• Source
>> Begin
# REC:Noisemakers



## mish (Dec 2, 2005)

*Noisemakers*

24 wonton wrappers
1/4 cup butter or margarine, melted
1 teaspoon dill weed, divided
1/4 teaspoon garlic salt
8 ounces cream cheese, softened
1 tablespoon sour cream
1/2 teaspoon lemon juice
1 can (6 ounces) crabmeat, drained, flaked and cartilage removed or 1 cup chopped crabmeat, shrimp or salmon

Place a wonton wrapper on a work surface with one corner facing you; roll into a cone. Cut the open end with sharp scissors until edge is even. Place a 1" foil ball in opening. Place seam side down on a greased baking sheet. Repeat with remaining wonton wrappers. Bake at 375° for 10 minutes or until golden brown.

In a bowl, combine butter, 1/2 teaspoon dill and garlic salt. Brush over horns. Remove to a wire rack to cool completely. Remove foil balls.

In a mixing bowl, beat cream cheese until smooth. Add sour cream, lemon juice and remaining dill; mix well. Fold in the crab. Transfer to a pastry or plastic bag; cut a hole in the corner. Pipe into cooled horns.


----------



## pdswife (Dec 2, 2005)

I think after weeks and months of begging I finally got Paul to agree to another Party at our house!

These will so impress my friends.  Do you think I could make the horns the day before and fill them just before our guests arrive?  

And how about filling some of them with spinach articoke dip?


----------



## licia (Dec 2, 2005)

Mish, why are they called noisemakers?


----------



## buckytom (Dec 2, 2005)

because mish complains very loudly when someone asks her to make such a darn complicated dish? :>)

i guess they look like megaphones.

actually, i think a metal cannoli form might work for this as well.


----------



## mudbug (Dec 2, 2005)

licia said:
			
		

> Mish, why are they called noisemakers?



licia, it might come from the noise made at the other end of the body after eating about 82 of these (like I would).


----------



## QSis (Dec 2, 2005)

HEY!  This is a great idea for using up the leftover wonton wrappers from my ill-fated Creamy Brie Kisses!

Cool - thanks, Mish!

And, yes, pdswife, I might make the horns ahead of time, too.

Lee


----------



## JMediger (Dec 2, 2005)

Do you think you could press the wrappers into the cups of a small muffin tin and bake that way or would they puff?  IF they puffed, could you use beans like blind baking a crust?
>> End
• Task 1
Please output the part of the noisemakers thread from "I think after" to "licia (Dec 2, 2005)", copied word for word.

• Given records
>> Begin
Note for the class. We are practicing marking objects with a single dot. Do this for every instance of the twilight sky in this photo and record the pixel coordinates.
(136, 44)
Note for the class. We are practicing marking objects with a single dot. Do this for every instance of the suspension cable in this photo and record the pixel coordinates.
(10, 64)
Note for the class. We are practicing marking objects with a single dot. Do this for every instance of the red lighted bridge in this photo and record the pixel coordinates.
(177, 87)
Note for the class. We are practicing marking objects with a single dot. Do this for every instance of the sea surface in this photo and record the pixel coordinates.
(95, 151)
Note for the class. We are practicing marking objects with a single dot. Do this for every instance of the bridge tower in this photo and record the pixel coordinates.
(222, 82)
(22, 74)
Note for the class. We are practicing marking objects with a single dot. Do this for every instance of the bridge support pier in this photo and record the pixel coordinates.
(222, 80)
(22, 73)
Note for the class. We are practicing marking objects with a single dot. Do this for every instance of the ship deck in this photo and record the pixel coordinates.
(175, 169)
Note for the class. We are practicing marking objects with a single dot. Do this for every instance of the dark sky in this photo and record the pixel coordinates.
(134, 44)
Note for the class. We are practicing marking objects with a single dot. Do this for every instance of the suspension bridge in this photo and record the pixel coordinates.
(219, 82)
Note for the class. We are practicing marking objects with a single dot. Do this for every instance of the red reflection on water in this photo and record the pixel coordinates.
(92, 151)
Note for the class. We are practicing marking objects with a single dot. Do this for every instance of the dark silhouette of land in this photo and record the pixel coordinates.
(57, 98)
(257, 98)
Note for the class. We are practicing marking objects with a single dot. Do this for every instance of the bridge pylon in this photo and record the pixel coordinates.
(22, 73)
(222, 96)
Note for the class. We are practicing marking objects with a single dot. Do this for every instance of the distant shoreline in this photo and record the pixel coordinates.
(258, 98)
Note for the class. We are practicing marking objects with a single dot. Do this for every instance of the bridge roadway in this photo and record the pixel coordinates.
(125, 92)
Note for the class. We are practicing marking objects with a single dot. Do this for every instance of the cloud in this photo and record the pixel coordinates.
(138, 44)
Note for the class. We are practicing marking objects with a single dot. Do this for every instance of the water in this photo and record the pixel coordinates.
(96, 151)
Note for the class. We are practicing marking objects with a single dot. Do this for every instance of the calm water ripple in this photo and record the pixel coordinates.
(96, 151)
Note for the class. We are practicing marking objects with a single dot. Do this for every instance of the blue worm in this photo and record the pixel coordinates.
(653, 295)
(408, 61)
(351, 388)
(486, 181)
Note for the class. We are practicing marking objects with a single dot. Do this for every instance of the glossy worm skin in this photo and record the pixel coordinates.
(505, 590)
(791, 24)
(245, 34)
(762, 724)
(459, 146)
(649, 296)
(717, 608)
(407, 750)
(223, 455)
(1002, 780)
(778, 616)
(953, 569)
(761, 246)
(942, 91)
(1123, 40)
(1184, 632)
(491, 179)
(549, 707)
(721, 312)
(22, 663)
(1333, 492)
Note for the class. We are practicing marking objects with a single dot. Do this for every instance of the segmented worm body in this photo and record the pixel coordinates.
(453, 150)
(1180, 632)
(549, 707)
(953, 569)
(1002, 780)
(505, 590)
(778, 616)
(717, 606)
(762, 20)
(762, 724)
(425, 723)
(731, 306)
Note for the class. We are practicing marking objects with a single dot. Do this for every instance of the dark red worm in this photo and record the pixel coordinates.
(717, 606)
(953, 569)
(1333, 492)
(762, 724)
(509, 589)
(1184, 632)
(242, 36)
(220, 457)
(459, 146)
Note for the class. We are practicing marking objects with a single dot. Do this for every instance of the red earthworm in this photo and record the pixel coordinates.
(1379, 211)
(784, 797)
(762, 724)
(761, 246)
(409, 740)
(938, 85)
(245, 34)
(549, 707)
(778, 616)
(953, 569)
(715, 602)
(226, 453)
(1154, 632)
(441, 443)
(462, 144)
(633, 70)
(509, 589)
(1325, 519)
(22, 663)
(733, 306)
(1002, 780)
>> End
• Task 2
Pull out every line in the rows that contains the string "suspension".

• Final result 1
I think after weeks and months of begging I finally got Paul to agree to another Party at our house!

These will so impress my friends.  Do you think I could make the horns the day before and fill them just before our guests arrive?  

And how about filling some of them with spinach articoke dip?


----------



## licia (Dec 2, 2005)

• Final result 2
Note for the class. We are practicing marking objects with a single dot. Do this for every instance of the suspension cable in this photo and record the pixel coordinates.
Note for the class. We are practicing marking objects with a single dot. Do this for every instance of the suspension bridge in this photo and record the pixel coordinates.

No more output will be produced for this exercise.